TASK GOAL:
Quote every line as written. Omit pictures.

INPUT DATA:
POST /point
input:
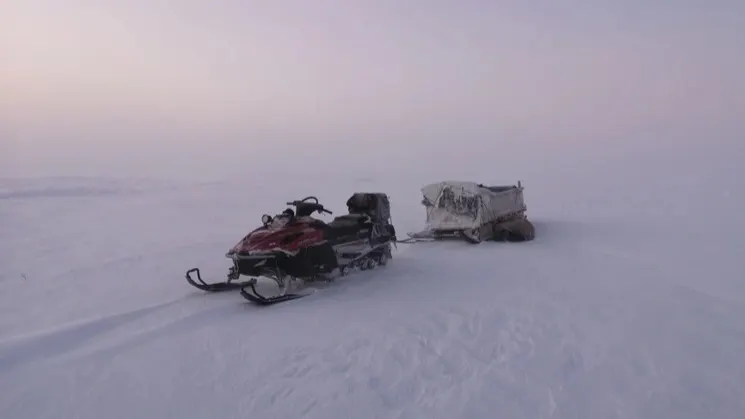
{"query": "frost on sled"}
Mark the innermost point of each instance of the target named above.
(474, 212)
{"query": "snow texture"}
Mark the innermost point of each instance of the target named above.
(630, 303)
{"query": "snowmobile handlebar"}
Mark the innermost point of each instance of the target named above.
(315, 205)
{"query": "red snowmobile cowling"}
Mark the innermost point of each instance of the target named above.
(285, 234)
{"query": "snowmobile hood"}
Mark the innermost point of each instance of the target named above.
(288, 238)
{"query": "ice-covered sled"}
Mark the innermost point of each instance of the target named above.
(474, 212)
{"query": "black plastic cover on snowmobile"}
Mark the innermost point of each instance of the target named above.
(376, 205)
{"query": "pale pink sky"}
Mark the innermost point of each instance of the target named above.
(122, 75)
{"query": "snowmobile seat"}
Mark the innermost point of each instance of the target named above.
(374, 205)
(348, 220)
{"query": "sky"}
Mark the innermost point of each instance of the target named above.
(89, 86)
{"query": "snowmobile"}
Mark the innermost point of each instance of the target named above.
(293, 249)
(474, 212)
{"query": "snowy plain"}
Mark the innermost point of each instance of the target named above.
(630, 303)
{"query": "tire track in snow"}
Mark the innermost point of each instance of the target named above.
(18, 351)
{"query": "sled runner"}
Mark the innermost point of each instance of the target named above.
(474, 212)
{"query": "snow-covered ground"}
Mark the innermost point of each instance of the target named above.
(630, 303)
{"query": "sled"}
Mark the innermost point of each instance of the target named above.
(473, 212)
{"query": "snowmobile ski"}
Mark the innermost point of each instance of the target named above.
(228, 285)
(256, 298)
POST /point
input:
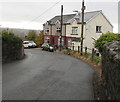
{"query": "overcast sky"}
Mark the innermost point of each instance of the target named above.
(31, 14)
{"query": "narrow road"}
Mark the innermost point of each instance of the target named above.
(45, 75)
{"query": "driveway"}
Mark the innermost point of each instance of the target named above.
(45, 75)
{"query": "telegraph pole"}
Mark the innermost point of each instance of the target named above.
(61, 27)
(82, 26)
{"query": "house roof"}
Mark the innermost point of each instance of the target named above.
(67, 19)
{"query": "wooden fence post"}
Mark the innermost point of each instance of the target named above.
(93, 53)
(78, 49)
(85, 50)
(73, 47)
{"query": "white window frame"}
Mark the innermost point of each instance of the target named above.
(46, 30)
(74, 30)
(58, 30)
(98, 29)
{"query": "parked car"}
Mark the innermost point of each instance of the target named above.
(29, 44)
(48, 47)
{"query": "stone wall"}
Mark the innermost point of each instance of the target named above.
(12, 51)
(111, 70)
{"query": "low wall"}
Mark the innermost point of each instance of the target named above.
(111, 70)
(12, 51)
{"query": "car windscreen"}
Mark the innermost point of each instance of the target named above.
(50, 45)
(31, 42)
(25, 42)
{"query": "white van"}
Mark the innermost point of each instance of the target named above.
(29, 44)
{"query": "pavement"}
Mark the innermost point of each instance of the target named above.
(45, 75)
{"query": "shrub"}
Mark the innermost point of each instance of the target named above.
(104, 38)
(10, 38)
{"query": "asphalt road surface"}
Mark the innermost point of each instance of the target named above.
(45, 75)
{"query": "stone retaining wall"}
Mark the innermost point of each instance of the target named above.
(111, 70)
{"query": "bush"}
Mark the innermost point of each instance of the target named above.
(104, 38)
(10, 38)
(12, 47)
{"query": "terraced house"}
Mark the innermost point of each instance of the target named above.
(95, 23)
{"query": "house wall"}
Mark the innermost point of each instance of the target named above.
(69, 29)
(90, 32)
(69, 33)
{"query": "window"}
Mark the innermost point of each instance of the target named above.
(58, 30)
(74, 30)
(98, 29)
(47, 31)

TASK SOLUTION:
POST /point
input:
{"query": "frost on sled"}
Mark the innermost point of each instance of the target named above.
(474, 212)
{"query": "snow texture"}
Mark the innermost point of each instance of the target named above.
(630, 303)
{"query": "snowmobile handlebar"}
Mark the innermost point of each instance of the target named above.
(315, 205)
{"query": "red snowmobile cowling"}
Mark the innermost point of each instance of the target named above.
(285, 234)
{"query": "snowmobile hood"}
Mark the innermost point of each instance of the target named above.
(288, 238)
{"query": "ice-covered sled"}
Mark the innermost point of each instance of the target named above.
(474, 212)
{"query": "black plastic cover on snowmobile"}
Mark the innermost point of each instance of the target named above.
(376, 205)
{"query": "pale pink sky"}
Mark the innermost point of each instance of the target named above.
(122, 75)
{"query": "snowmobile seat"}
Mark the innermost point of each instance of the target named above.
(374, 205)
(348, 220)
{"query": "sky"}
Mark the innermost point of each instance of the target named above.
(89, 86)
{"query": "snowmobile"}
Mark the innermost point of each instance of the target named above.
(293, 249)
(474, 212)
{"query": "snowy plain"}
Mark the innermost point of each instance of the target named above.
(630, 303)
{"query": "tire track in snow"}
Mark the innermost point of each instance of the target named above.
(18, 351)
{"query": "sled runner"}
Mark the innermost point of each instance of the target named above.
(474, 212)
{"query": "snow-covered ground"}
Mark the innermost point of each instance of the target named above.
(630, 303)
{"query": "sled"}
Mark the innermost point of each instance of the target named above.
(473, 212)
{"query": "snowmobile ski"}
Mark the innermost point of each instance of the target named above.
(228, 285)
(256, 298)
POST /point
input:
{"query": "overcast sky"}
Mark the innermost point of each instance of the target named above.
(31, 14)
{"query": "narrow road"}
Mark the innermost point of each instance of the target named above.
(45, 75)
{"query": "driveway"}
Mark the innermost point of each instance of the target named above.
(45, 75)
{"query": "telegraph pole"}
Mark the innermost point of each instance of the target named above.
(61, 27)
(82, 26)
{"query": "house roof"}
Mark the innermost point of each instance of the target named above.
(67, 19)
{"query": "wooden fence post"}
Mark the innermost point of each instance of the target named above.
(93, 53)
(78, 49)
(85, 50)
(73, 47)
{"query": "white window frame"}
Mark the innermost point of each instance of the target named above.
(46, 30)
(74, 30)
(58, 30)
(98, 29)
{"query": "parked car"}
Mark the innermost point of each instance of the target named above.
(29, 44)
(48, 47)
{"query": "stone wall"}
Mark the innermost point of each instance of the target named above.
(12, 51)
(111, 70)
{"query": "low wall"}
Mark the innermost point of each instance of the target named above.
(111, 70)
(12, 51)
{"query": "car windscreen"}
Mark the innermost point of each instance of the target named above.
(50, 45)
(31, 42)
(25, 42)
{"query": "white van"}
Mark the innermost point of each instance of the target named above.
(29, 44)
{"query": "pavement"}
Mark the innermost point of each instance of the target named above.
(45, 75)
{"query": "shrub"}
Mark the innermost point of each instance of the target named above.
(104, 38)
(10, 38)
{"query": "asphalt road surface"}
Mark the innermost point of each instance of the target named above.
(45, 75)
{"query": "stone retaining wall"}
Mark the innermost point of each instance of the target named above.
(111, 70)
{"query": "bush"}
Mark the innermost point of each instance of the target named above.
(104, 38)
(10, 38)
(12, 47)
{"query": "terraced house"}
Mark the innermost point of each instance of the target named above.
(95, 23)
{"query": "house wall"}
Mark the innermost point of each instance of the target named above.
(69, 29)
(90, 32)
(69, 33)
{"query": "window"}
Mark the innermost point of each instance of the target named above.
(58, 30)
(74, 30)
(98, 29)
(47, 31)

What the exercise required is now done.